Stored records
================================
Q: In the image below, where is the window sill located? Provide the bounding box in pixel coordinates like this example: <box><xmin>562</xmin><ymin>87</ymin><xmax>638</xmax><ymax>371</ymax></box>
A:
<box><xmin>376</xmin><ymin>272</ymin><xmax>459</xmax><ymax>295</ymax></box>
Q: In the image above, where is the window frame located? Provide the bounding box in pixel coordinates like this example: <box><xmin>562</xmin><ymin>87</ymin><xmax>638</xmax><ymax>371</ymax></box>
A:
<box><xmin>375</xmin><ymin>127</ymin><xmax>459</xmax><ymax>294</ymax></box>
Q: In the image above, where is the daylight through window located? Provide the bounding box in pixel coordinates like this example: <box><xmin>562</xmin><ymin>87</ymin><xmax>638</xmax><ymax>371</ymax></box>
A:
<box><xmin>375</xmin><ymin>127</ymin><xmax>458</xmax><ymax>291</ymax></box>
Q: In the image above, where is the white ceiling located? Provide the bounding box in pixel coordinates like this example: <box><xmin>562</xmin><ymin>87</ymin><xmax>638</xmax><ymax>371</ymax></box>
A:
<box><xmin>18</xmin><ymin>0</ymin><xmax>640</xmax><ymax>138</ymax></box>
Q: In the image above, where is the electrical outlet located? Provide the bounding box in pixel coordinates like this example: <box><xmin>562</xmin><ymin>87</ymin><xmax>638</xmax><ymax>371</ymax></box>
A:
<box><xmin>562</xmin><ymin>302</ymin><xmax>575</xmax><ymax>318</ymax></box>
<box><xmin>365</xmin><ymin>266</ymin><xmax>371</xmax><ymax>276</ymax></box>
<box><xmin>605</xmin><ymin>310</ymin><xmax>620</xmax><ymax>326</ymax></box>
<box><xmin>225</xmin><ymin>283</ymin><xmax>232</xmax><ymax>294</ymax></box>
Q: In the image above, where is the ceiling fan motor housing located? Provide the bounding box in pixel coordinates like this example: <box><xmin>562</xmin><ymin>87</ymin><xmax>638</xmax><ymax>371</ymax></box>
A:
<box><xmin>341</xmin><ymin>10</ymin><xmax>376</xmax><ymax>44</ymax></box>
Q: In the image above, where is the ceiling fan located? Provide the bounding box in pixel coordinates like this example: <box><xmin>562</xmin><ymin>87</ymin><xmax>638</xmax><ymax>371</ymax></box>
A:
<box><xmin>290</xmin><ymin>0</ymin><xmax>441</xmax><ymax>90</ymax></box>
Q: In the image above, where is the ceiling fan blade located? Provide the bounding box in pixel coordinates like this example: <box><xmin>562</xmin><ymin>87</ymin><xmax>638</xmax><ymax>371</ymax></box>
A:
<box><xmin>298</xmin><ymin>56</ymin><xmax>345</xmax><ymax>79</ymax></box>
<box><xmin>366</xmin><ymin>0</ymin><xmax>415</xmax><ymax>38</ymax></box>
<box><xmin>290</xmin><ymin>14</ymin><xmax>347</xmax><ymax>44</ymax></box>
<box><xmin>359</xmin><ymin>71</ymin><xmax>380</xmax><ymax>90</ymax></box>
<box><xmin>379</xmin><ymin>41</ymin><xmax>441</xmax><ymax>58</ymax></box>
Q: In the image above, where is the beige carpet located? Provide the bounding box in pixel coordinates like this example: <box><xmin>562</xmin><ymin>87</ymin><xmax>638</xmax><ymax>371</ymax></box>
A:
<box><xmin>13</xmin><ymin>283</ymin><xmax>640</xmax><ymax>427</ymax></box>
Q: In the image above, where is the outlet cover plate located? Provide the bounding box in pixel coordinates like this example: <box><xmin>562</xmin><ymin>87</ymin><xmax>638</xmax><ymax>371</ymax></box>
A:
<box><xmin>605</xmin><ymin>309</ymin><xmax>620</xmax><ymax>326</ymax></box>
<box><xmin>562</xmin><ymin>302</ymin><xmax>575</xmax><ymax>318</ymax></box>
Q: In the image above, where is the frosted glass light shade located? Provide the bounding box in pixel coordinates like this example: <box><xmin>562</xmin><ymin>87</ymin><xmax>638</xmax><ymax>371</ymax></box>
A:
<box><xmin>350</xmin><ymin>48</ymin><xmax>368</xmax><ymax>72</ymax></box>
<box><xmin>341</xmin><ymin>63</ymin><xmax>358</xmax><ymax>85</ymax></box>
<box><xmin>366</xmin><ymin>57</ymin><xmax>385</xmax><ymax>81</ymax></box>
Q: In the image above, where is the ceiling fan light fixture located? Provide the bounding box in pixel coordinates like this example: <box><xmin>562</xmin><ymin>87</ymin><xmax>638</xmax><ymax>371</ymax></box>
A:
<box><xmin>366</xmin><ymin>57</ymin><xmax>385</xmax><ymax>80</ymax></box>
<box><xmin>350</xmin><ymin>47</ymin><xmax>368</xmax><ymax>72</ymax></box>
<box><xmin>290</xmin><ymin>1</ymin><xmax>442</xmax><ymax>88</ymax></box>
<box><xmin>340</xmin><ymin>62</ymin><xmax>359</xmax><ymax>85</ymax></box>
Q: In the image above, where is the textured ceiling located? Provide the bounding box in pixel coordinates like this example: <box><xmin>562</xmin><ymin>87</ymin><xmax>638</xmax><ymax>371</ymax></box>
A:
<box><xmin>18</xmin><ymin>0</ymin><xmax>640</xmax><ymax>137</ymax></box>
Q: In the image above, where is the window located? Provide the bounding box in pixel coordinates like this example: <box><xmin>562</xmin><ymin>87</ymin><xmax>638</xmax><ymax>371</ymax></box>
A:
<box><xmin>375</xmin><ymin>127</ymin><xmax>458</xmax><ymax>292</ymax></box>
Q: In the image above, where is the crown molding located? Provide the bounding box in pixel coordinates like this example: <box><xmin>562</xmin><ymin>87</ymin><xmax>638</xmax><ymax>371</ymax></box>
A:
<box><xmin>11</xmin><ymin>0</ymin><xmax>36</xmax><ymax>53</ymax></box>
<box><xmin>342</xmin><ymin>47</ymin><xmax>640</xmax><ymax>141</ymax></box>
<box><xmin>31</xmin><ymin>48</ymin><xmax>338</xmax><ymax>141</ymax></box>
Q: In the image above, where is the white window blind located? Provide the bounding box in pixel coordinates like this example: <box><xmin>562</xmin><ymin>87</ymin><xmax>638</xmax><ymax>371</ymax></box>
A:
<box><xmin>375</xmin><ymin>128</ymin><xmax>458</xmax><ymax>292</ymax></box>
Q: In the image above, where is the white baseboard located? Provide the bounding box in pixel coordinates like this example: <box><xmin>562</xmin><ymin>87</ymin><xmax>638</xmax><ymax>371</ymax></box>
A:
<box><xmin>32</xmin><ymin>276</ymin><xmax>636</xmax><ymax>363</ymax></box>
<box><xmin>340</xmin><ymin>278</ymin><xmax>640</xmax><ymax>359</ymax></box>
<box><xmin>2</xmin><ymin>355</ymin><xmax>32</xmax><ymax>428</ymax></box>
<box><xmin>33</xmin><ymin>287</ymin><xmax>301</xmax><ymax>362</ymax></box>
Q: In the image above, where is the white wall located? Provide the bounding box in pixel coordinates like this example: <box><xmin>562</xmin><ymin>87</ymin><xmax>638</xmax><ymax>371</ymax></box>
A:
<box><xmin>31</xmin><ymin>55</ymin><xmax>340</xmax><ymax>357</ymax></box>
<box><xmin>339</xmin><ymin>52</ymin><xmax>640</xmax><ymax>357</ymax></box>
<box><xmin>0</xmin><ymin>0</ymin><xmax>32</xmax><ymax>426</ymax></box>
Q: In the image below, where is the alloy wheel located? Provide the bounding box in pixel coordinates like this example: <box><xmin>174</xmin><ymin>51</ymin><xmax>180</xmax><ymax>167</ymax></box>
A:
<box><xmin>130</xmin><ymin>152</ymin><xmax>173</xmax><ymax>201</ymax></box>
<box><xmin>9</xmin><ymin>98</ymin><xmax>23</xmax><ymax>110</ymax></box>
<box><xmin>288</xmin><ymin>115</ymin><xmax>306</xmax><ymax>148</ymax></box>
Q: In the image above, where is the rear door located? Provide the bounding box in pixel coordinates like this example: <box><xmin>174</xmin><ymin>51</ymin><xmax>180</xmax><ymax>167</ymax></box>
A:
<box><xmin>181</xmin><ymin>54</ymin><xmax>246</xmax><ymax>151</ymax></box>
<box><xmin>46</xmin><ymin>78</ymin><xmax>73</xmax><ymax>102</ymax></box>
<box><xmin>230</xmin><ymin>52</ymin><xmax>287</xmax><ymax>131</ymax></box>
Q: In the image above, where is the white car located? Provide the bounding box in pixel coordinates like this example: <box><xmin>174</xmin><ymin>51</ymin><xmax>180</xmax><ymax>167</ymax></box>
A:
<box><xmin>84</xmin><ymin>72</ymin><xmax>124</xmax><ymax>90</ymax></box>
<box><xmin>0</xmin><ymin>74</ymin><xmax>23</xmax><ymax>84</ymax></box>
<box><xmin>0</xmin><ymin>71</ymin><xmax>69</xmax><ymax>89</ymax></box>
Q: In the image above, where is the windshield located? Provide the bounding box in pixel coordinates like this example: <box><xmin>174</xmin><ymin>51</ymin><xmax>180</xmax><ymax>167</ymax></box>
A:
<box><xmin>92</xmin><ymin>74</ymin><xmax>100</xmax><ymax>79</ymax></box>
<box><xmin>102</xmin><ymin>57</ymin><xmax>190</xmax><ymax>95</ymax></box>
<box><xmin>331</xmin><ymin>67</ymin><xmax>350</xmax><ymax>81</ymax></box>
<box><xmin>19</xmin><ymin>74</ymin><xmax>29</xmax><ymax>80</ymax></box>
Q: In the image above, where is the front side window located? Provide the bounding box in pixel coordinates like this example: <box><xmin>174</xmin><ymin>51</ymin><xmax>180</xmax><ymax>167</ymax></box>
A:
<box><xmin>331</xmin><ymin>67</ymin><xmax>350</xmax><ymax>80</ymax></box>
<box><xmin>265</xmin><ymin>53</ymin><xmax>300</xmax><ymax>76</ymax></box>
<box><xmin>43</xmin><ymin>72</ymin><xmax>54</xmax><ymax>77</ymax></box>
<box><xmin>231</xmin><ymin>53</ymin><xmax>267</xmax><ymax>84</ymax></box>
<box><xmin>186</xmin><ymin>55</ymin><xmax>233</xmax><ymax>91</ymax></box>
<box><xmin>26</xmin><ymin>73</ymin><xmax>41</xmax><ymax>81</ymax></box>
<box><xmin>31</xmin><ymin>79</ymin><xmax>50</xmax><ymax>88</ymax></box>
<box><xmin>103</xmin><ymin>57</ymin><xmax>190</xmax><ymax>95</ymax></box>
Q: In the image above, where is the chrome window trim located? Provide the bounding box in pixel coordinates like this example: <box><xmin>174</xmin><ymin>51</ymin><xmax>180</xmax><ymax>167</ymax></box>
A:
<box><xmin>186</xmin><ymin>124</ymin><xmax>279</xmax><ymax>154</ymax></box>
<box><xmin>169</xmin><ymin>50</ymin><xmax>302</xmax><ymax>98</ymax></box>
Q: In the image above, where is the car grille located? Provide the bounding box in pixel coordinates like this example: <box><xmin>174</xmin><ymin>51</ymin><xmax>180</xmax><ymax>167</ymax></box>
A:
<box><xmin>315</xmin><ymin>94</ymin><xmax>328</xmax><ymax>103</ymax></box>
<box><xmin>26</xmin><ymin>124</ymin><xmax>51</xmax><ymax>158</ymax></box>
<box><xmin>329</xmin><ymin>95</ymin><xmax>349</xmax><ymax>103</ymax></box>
================================
YOUR GOAL
Lines after the one containing "Q: In the image above, where is the ceiling fan located?" are not wanted; repeat exactly each line above from the first up to and including it.

OUTPUT
Q: In the image below, where is the window sill located? Provide the bounding box in pixel coordinates like this example: <box><xmin>562</xmin><ymin>87</ymin><xmax>638</xmax><ymax>371</ymax></box>
A:
<box><xmin>376</xmin><ymin>272</ymin><xmax>459</xmax><ymax>295</ymax></box>
Q: In the image above, where is the window frame located? Provide the bounding box in pixel coordinates like this example: <box><xmin>562</xmin><ymin>87</ymin><xmax>638</xmax><ymax>371</ymax></box>
A:
<box><xmin>375</xmin><ymin>127</ymin><xmax>459</xmax><ymax>294</ymax></box>
Q: In the image above, where is the daylight through window located? Provide the bounding box in pixel coordinates like this example: <box><xmin>562</xmin><ymin>87</ymin><xmax>638</xmax><ymax>371</ymax></box>
A:
<box><xmin>375</xmin><ymin>127</ymin><xmax>458</xmax><ymax>291</ymax></box>
Q: In the image above, where is the white ceiling located? Provide the bounding box in pixel coordinates like this example: <box><xmin>562</xmin><ymin>87</ymin><xmax>638</xmax><ymax>371</ymax></box>
A:
<box><xmin>18</xmin><ymin>0</ymin><xmax>640</xmax><ymax>138</ymax></box>
Q: In the image above, where is the electrical outlet located? Provide the bounding box in pixel coordinates like this example: <box><xmin>562</xmin><ymin>87</ymin><xmax>638</xmax><ymax>371</ymax></box>
A:
<box><xmin>562</xmin><ymin>302</ymin><xmax>575</xmax><ymax>318</ymax></box>
<box><xmin>365</xmin><ymin>266</ymin><xmax>371</xmax><ymax>276</ymax></box>
<box><xmin>605</xmin><ymin>310</ymin><xmax>620</xmax><ymax>326</ymax></box>
<box><xmin>225</xmin><ymin>283</ymin><xmax>232</xmax><ymax>294</ymax></box>
Q: In the image above, where is the ceiling fan motor housing located? Provide the bounding box in pixel coordinates like this example: <box><xmin>562</xmin><ymin>87</ymin><xmax>638</xmax><ymax>371</ymax></box>
A:
<box><xmin>341</xmin><ymin>10</ymin><xmax>376</xmax><ymax>44</ymax></box>
Q: In the image above, where is the ceiling fan located? Provide the bounding box in pixel coordinates like this example: <box><xmin>562</xmin><ymin>87</ymin><xmax>638</xmax><ymax>371</ymax></box>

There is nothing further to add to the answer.